- _Set exercise_
Omit every picture and output the rest of the records exactly as they are.

## Begin Records supplied

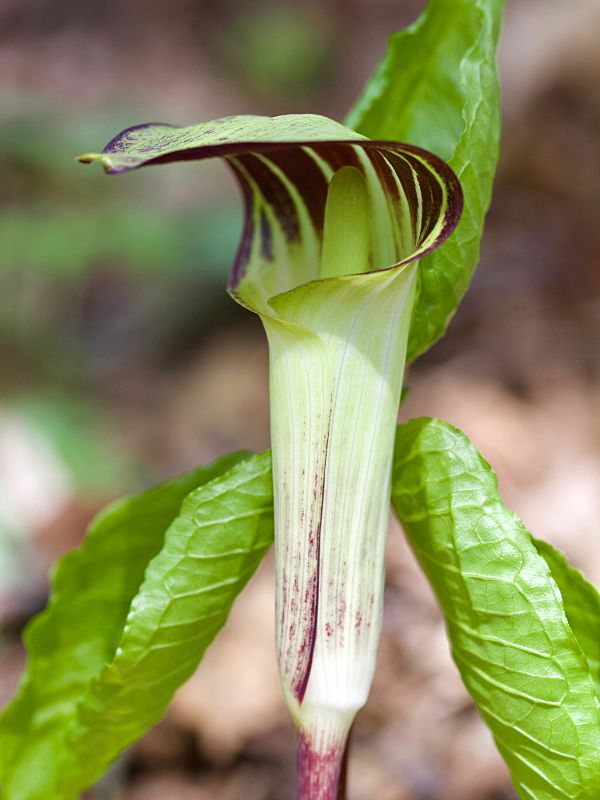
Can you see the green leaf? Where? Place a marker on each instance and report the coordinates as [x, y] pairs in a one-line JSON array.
[[511, 639], [582, 604], [437, 88], [131, 614]]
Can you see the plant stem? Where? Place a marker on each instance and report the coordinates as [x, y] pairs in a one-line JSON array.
[[322, 761]]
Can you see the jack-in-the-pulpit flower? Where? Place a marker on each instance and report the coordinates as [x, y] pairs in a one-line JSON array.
[[334, 227]]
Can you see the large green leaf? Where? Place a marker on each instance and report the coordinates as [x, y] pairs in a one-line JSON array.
[[511, 637], [131, 614], [437, 88], [582, 605]]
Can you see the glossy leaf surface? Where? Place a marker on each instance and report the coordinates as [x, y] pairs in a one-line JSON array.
[[511, 639], [437, 87], [131, 614]]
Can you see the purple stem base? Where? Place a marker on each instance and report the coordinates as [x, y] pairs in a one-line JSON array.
[[321, 775]]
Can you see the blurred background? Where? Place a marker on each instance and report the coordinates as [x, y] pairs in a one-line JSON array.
[[122, 360]]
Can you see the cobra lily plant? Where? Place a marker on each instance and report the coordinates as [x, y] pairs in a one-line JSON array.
[[335, 225]]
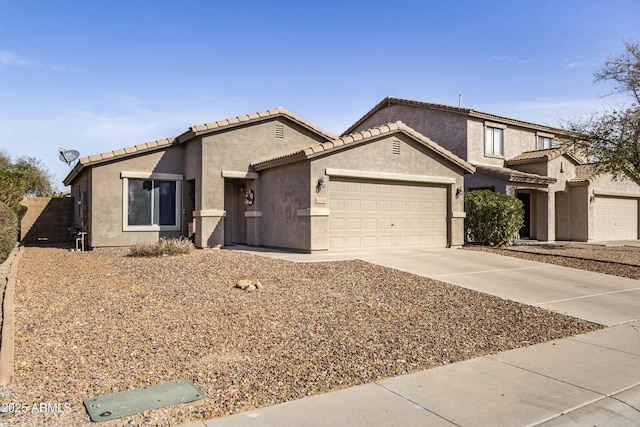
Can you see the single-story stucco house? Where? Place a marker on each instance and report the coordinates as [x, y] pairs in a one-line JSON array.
[[273, 179], [562, 196]]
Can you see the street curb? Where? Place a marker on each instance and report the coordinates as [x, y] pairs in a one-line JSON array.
[[8, 323]]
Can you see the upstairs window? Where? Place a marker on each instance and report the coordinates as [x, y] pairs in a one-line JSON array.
[[544, 142], [494, 141]]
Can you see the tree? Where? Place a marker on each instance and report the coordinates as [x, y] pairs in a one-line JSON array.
[[33, 172], [611, 140]]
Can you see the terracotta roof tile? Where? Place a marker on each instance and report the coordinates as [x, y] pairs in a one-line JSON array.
[[192, 131], [390, 100], [537, 155], [513, 175]]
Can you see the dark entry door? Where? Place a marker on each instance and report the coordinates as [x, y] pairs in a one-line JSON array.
[[235, 224], [525, 198]]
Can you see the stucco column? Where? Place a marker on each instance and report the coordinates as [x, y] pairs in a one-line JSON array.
[[318, 227], [546, 230], [254, 221], [209, 228]]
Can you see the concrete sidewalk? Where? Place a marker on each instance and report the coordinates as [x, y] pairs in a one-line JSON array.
[[590, 379]]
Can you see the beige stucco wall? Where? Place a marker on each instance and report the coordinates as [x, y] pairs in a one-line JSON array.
[[581, 213], [282, 193], [516, 141], [235, 150], [448, 129], [200, 159]]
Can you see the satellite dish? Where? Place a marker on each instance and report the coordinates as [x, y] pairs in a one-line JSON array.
[[68, 156]]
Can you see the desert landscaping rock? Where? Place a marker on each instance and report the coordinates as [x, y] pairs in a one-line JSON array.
[[623, 261], [99, 322]]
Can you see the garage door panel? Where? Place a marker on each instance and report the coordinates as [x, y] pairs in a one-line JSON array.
[[336, 224], [616, 218], [378, 214], [385, 206], [369, 206]]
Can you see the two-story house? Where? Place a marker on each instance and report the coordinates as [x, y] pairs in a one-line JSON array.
[[563, 199]]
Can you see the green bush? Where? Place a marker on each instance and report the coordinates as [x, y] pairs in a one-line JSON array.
[[13, 187], [8, 231], [162, 247], [492, 219]]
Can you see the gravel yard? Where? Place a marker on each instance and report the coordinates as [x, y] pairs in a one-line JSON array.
[[623, 261], [100, 322]]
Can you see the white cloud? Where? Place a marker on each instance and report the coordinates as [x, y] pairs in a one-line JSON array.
[[9, 60]]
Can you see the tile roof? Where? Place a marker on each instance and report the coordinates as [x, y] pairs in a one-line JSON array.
[[242, 120], [513, 175], [585, 174], [190, 133], [541, 155], [360, 137], [390, 100]]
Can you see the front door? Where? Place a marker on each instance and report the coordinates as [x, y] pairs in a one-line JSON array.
[[235, 224], [525, 231]]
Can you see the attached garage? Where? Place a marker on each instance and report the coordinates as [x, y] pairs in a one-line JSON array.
[[616, 218], [381, 189], [386, 215]]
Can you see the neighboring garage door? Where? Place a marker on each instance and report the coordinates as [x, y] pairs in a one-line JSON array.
[[381, 214], [616, 218]]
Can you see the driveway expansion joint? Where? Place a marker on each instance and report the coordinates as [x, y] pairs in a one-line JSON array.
[[416, 403]]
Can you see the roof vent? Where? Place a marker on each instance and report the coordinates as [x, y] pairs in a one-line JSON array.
[[395, 147], [279, 131]]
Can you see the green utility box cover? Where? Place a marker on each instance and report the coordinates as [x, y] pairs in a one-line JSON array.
[[116, 405]]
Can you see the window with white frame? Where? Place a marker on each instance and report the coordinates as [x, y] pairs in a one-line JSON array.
[[494, 141], [151, 201], [544, 142]]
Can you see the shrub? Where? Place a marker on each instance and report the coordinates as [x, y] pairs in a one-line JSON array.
[[162, 247], [8, 231], [492, 219]]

## End Records supplied

- _Task result_
Can you see the green leaf? Where? Place a marker on each instance and report the coordinates as [x, y] pairs in a one-line JSON array.
[[511, 639], [582, 604], [437, 88], [131, 614]]
Can you see the plant stem? Where? Place a marker on each instance and report the coordinates as [x, y] pairs in a one-line JSON array.
[[322, 761]]
Can you see the jack-in-the-pulpit flower? Where? Place a marker on each instance and report the coordinates as [x, y] pairs in a one-line JSON array.
[[334, 227]]
Can you see the large green leaf? Where? Place a marker on each instance and report the coordinates as [x, y] pairs in a one-line JSON array.
[[511, 637], [131, 614], [437, 88], [582, 605]]
Can you see the glossy leaf surface? Where? Place a marker on each instance and report the coordinates as [x, y] pairs in a one-line JSON array.
[[511, 639], [437, 87], [131, 614]]
Can you see the purple stem base? Where? Place a marker on each instance and report the coordinates as [x, y] pairs in a one-line JSON array.
[[321, 775]]
Can you see the blurred background? Where? Place a marker on each instance and report the coordinates as [x, y] pairs in a one-line JSON array.
[[122, 360]]
Can you see the cobra lily plant? Where? Place a marker on each instance and report the coordinates as [x, y] pairs in a one-line JSON array.
[[335, 225]]
Can you see the single-story stucco house? Where? Place a marker on each instance and report the coordinates as [x, y] pairs in a one-line JSON array.
[[273, 179], [562, 196]]
Can you see the street curb? Where? Place a marker on each instance and report the coordinates as [x, y] pairs in a one-line JSON array.
[[8, 323]]
Can you see the upstairs window? Where? Place a marker on each instance and report the coordinates as [x, y] pairs in a one-line JSON array.
[[544, 142], [494, 141]]
Can you see the tree? Where? Place a marker on each instance and report the coordinates as [x, y] pairs in a one-line JSON array.
[[33, 172], [611, 140]]
Can you see the terracotta roof tile? Where? Place a marker on each instance and report the coordinates as [x, y] pairs in a one-line JSON array.
[[192, 131], [390, 100], [537, 155], [513, 175]]
Can you see the dark entry door? Where? Place a marker on each instance and report the coordinates as [x, y] pairs in a one-line JSON array.
[[235, 224], [525, 198]]
Can you see the stucco column? Where? Place a marker on each instance and report the coordinates as [x, y] pairs in a one-line JSON array.
[[318, 227], [546, 230], [254, 221], [209, 228]]
Can you see the concrete sidewalk? Where? Place a marker on each instance and report the coordinates as [x, y] pairs in a one-line JSON array.
[[590, 379]]
Can you see the beige stucco wall? Where? Place a marker on each instance and report the coordinates as [x, y] pairs in a one-line JSON array.
[[581, 213], [282, 193], [516, 141], [235, 150], [448, 129], [200, 159]]
Can you see the satellite dish? Where? Place a marker on each instance and report the coordinates as [x, y] pairs in a one-line JSON array.
[[68, 156]]
Can you see the desert landscaping rock? Where? Place a marker on each instance and report the coordinates as [x, y] pairs in a one-line JSON array.
[[623, 261], [99, 322]]
Can you see the garage door panel? Where? Place a marker on each instance and report the coordinates as [x, y] pairs in a one-line JSON array.
[[336, 224], [616, 218], [378, 214], [385, 206], [369, 206]]
Can you see the two-story house? Where? Place a marker on each instance and report the coordinates as [x, y] pairs in a one-line JSON array.
[[563, 199]]
Can you see the green bush? Where? Place a marker on each instance and report the coordinates as [x, y] pairs in a one-line JSON array.
[[13, 187], [8, 231], [162, 247], [492, 219]]
Can you see the gravel yard? Where? Place a marker on each instance and report the coordinates as [x, y] pairs in a one-line JSON array.
[[623, 261], [100, 322]]
Can you see the white cloud? Where? Place a marker on each instance and report the coordinates as [x, y] pairs in a one-line JSON array.
[[9, 60]]
Can you see the tile roof? Where? Place a marker on each instance and report the coordinates as [x, y] pairs in a one-line JSON array.
[[242, 120], [513, 175], [585, 174], [190, 133], [541, 155], [360, 137], [390, 100]]
Can you see the front door? Where? Place a marker on each instance and report the coordinates as [x, y] pairs in a one-line JSON array.
[[235, 224], [525, 231]]
Can you see the attached garage? Where? Place a marker on each instance and report the coordinates as [x, y] pairs in a one-line JSON array.
[[616, 218], [381, 189], [386, 215]]
Can you see the neighboring garage door? Where? Place a marker on each instance and report the coordinates as [x, y] pairs in a one-line JSON array.
[[381, 214], [616, 218]]
Can you see the driveway expansion joint? Where? Place a marker on each instance and report the coordinates as [x, y] pairs in a one-line JSON array.
[[416, 403]]
Can you see the roof vent? Where? Place a marker on each instance and report the coordinates as [x, y] pairs in a one-line JSON array.
[[395, 147], [279, 131]]
Can you see the green utility box cover? Where? Place a marker on each instance and report the coordinates as [x, y] pairs in a one-line JSON array.
[[116, 405]]
Can you see the window with white frame? Where? Place a marker on each instance and report the coordinates as [x, y] pairs in a one-line JSON array.
[[494, 141], [151, 201], [544, 142]]
Can you see the shrub? Where? Place a marker on each instance and report the coordinates as [x, y] pairs in a one-line JSON array.
[[162, 247], [8, 231], [492, 219]]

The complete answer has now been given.